Written problem: Copy every line of the material below, requests included, and offset each coordinate in the answer polygons by adding 14. Leave the numbers in the requests and in their format samples as they are.

Collection entries:
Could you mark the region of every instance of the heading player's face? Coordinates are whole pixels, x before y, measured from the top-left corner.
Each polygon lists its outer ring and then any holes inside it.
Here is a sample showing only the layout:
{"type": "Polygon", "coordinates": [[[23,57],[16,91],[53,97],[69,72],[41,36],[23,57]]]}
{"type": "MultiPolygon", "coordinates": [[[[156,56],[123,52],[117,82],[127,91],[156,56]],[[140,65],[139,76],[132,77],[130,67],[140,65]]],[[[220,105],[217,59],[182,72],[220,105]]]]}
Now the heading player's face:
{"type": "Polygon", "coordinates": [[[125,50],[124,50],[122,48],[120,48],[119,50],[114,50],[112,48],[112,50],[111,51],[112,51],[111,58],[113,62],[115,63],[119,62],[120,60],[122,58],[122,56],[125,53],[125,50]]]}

The response:
Could you mark the region of every instance of the heading player's face? Coordinates are whole pixels, x before y, measured from the top-left corner.
Each polygon lists its outer ring and then any holes inside it.
Here is a sample showing only the layout:
{"type": "Polygon", "coordinates": [[[23,57],[16,91],[53,97],[69,72],[41,36],[23,57]]]}
{"type": "MultiPolygon", "coordinates": [[[[156,56],[123,52],[117,82],[127,91],[156,56]],[[140,65],[139,76],[132,77],[130,67],[140,65]]],[[[220,105],[217,59],[182,72],[220,105]]]]}
Now the heading player's face:
{"type": "Polygon", "coordinates": [[[139,64],[138,64],[136,62],[134,62],[133,64],[128,64],[126,62],[126,64],[125,65],[126,65],[125,72],[127,76],[129,77],[133,76],[134,74],[136,72],[136,70],[139,67],[139,64]]]}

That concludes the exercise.